EXERCISE TASK - Please reproduce every one of the items below word for word, changing nothing.

DATASET -
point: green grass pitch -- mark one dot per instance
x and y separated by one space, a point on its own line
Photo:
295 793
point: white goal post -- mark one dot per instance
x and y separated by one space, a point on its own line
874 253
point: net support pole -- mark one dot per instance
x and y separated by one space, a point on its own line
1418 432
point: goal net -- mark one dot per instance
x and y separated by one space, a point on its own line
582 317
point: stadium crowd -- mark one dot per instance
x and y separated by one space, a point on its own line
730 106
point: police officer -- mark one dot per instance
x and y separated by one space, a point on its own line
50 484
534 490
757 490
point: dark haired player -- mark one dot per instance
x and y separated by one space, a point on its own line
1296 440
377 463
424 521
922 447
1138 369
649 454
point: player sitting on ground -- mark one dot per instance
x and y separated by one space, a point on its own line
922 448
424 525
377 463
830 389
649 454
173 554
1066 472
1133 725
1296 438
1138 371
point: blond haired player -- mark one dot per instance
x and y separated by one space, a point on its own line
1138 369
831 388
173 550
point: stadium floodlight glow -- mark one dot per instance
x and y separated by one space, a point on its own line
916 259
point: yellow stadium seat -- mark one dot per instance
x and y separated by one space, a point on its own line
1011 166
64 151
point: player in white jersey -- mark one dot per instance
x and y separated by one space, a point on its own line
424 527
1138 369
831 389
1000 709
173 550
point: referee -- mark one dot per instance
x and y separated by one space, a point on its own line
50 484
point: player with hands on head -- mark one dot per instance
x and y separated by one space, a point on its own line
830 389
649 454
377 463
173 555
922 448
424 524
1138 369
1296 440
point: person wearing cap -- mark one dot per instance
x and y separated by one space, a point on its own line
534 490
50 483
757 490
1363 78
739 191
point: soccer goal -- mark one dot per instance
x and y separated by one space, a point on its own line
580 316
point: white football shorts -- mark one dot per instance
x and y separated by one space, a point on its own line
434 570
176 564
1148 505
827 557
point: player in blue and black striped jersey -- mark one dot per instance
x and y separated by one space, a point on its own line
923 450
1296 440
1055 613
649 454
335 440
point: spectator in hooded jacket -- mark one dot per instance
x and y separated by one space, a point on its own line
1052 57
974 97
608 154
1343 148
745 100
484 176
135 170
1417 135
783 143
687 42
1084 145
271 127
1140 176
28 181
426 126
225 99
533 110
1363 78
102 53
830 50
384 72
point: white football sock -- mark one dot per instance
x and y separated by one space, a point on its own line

RESULT OF THE EXERCISE -
point: green grass pitch -- mark one dot per instance
x and y separated by one space, a point on its own line
Photo:
295 793
point: white goal post -- mark one dot per instance
x and y separated by one space, a point on its own line
874 253
point: net support pole -- mark one dot per instance
x and y separated by one space, a point on its own line
1418 432
point: goal net -- mark one dot per instance
x and y separated by one space, a point on its own line
582 317
point: stadium crowd -- mark one dot per instance
x and y separated by one space, a point on its own line
730 106
point: police officer -- mark one dot per instance
x and y separated by one space, a point on its own line
50 484
534 490
757 490
point: dark haired player -- mark one dot per instance
x and y separated by one space, a point on its own line
1296 440
377 463
424 521
922 447
1138 369
649 454
point: player sitting on ground -- mark one dot per instance
x and y separated by one space, a point on its own line
922 448
424 525
377 463
830 389
649 454
173 554
1066 472
1133 725
1296 438
1138 371
point: blond haired player -- mark one dot per instance
x and y separated by one space, a point on its own line
1138 369
831 388
173 550
point: stadium floodlight glow -- mark one dot per instance
x and y separated by one space, a point on its own line
916 259
point: yellow stadium seat -- mark one dot per instance
x and y separated by one space, a point on its own line
1011 166
64 151
point: player in white jersey -- mark one dot per instance
x and y separated by one space, a point on its own line
424 527
1138 369
831 389
1000 709
173 550
point: referee -- mark one dot per instance
x and y separated by one space, a point on its own line
50 484
point: player with hands on head -- mark one dot per instance
x and y separated by one space, a point on its own line
830 389
649 454
377 463
173 555
922 448
424 524
1138 369
1296 440
point: person wearing cap -- mark one dot per instance
x and y separated by one space, a point on its own line
534 490
50 483
757 490
1363 78
739 191
point: soccer goal -- mark one dot per instance
x and y separated by one space, a point on its own line
580 316
point: white football shorts -- mark one dot per instance
x and y separated by one space, a point on its own line
434 570
176 564
1148 505
827 557
point: player in blue and black striped jersey -- mark one dot per instance
x and y separated by one space, a point on its own line
923 450
1296 440
1055 613
649 454
335 440
point: spectator in hooded jacket -- mark one dot per instance
x and y separated by one space, a point on its own line
1052 57
974 97
608 154
1343 148
745 100
484 176
135 170
1417 135
783 143
687 42
1084 145
271 127
1140 176
28 181
426 126
225 99
533 110
1363 78
102 53
830 50
384 72
point: white football sock -- mark one dot per instance
x and y separated by one space, a point on its own line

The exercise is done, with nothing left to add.